> Testo:
◇ ◇ ◇
Oggi in Giappone, sebbene si abbia licenza di trasmissione totale, si rimane sempre sotto il proprio Maestro finchè questi insegna; ciò accade per il semplice fatto che in un'era moderna dove è facile raggiungere qualsiasi luogo (specialmente in Giappone), non avrebbe senso apripre una palestra se non dall'altra parte della Nazione. Potendo scegliere è ovvio che una persona che vuole avvicinarsi alle arti marziali andrà direttamente nel Dōjō del Maestro e non in quello del suo allievo se sono nella stessa città. Inoltre non c'è più quella necessità di imparare a combattere che determinava la vita o la morte in una situazione di duello.
◇ ◇ ◇
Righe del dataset
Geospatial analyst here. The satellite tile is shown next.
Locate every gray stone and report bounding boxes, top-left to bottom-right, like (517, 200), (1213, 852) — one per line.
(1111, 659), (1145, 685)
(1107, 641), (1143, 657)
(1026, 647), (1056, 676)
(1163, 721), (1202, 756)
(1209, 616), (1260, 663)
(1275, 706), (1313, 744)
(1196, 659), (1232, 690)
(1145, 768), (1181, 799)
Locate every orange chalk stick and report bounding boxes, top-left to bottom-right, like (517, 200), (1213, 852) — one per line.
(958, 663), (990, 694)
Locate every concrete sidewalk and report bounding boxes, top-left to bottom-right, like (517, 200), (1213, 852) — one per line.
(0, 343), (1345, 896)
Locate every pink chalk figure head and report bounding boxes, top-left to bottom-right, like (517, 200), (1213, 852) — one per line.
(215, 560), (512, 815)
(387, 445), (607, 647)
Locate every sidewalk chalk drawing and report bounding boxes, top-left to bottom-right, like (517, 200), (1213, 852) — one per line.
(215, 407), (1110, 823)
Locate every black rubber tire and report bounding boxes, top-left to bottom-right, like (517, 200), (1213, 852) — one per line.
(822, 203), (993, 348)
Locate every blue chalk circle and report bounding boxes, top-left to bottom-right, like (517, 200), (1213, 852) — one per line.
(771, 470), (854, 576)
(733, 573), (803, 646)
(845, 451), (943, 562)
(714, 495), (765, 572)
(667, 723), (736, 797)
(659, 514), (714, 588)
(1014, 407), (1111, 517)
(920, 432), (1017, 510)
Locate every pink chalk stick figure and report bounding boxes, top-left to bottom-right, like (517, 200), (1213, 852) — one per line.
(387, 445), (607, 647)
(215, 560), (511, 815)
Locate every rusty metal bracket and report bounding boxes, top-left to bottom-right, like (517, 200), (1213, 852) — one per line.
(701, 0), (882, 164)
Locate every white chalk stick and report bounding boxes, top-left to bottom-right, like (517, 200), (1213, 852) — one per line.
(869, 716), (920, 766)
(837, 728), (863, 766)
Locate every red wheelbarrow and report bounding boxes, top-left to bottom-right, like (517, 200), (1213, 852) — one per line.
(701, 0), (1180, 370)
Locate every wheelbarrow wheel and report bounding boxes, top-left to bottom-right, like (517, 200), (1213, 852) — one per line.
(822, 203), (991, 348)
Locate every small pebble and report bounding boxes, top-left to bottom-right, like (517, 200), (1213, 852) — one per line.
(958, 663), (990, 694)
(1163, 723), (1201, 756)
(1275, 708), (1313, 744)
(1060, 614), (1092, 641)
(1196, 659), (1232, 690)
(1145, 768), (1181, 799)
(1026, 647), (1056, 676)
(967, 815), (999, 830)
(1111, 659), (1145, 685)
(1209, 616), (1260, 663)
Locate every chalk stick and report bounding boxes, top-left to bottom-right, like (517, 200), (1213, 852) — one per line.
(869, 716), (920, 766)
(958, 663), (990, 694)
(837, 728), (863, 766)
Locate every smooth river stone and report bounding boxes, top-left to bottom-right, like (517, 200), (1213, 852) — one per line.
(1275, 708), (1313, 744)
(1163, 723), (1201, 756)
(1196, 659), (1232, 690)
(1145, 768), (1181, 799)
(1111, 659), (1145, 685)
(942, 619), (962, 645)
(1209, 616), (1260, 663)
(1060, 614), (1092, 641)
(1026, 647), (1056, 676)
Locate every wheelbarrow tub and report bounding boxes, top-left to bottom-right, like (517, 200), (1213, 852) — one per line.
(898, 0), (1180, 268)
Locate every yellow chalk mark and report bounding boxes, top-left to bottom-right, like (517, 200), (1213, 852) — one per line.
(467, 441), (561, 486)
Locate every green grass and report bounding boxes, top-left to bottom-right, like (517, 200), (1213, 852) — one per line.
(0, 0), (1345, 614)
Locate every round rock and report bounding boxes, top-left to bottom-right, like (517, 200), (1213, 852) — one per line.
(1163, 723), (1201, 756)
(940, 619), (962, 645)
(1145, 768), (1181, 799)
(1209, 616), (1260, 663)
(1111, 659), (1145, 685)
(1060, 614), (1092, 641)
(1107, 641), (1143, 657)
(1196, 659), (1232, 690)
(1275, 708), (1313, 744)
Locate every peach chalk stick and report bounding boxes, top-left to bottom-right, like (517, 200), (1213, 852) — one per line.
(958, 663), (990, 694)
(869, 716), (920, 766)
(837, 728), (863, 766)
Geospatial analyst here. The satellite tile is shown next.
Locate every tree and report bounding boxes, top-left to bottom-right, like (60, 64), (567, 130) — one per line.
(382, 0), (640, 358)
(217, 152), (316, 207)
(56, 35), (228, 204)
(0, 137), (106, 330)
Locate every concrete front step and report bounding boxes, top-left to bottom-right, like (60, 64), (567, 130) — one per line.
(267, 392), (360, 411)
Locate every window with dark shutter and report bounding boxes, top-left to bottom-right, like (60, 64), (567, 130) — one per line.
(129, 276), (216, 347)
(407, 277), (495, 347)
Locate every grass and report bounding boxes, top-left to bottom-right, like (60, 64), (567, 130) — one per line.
◇ ◇ ◇
> Esercizi da svolgere:
(A) Riassumi il testo in due frasi.
(B) Riscrivi il passo del testo che si apre con le parole contenenti "Oggi in Giappone, sebbene" e si chiude con "situazione di duello.", sostituendo "Maestro" con "Insegnante".
Per lo svolgimento non occorrono le righe del dataset.

> Soluzioni per esercizio:
(A) Nel Giappone di oggi, anche chi ha la licenza di trasmissione totale rimane sotto il proprio Maestro finché questi insegna, perché in un'epoca in cui è facile raggiungere qualsiasi luogo avrebbe senso aprire una palestra solo dall'altra parte della Nazione. Chi vuole avvicinarsi alle arti marziali sceglie infatti il Dōjō del Maestro e non quello di un suo allievo nella stessa città, e non esiste più la necessità di imparare a combattere da cui dipendeva la vita o la morte in un duello.

(B)
Oggi in Giappone, sebbene si abbia licenza di trasmissione totale, si rimane sempre sotto il proprio Insegnante finchè questi insegna; ciò accade per il semplice fatto che in un'era moderna dove è facile raggiungere qualsiasi luogo (specialmente in Giappone), non avrebbe senso apripre una palestra se non dall'altra parte della Nazione. Potendo scegliere è ovvio che una persona che vuole avvicinarsi alle arti marziali andrà direttamente nel Dōjō del Insegnante e non in quello del suo allievo se sono nella stessa città. Inoltre non c'è più quella necessità di imparare a combattere che determinava la vita o la morte in una situazione di duello.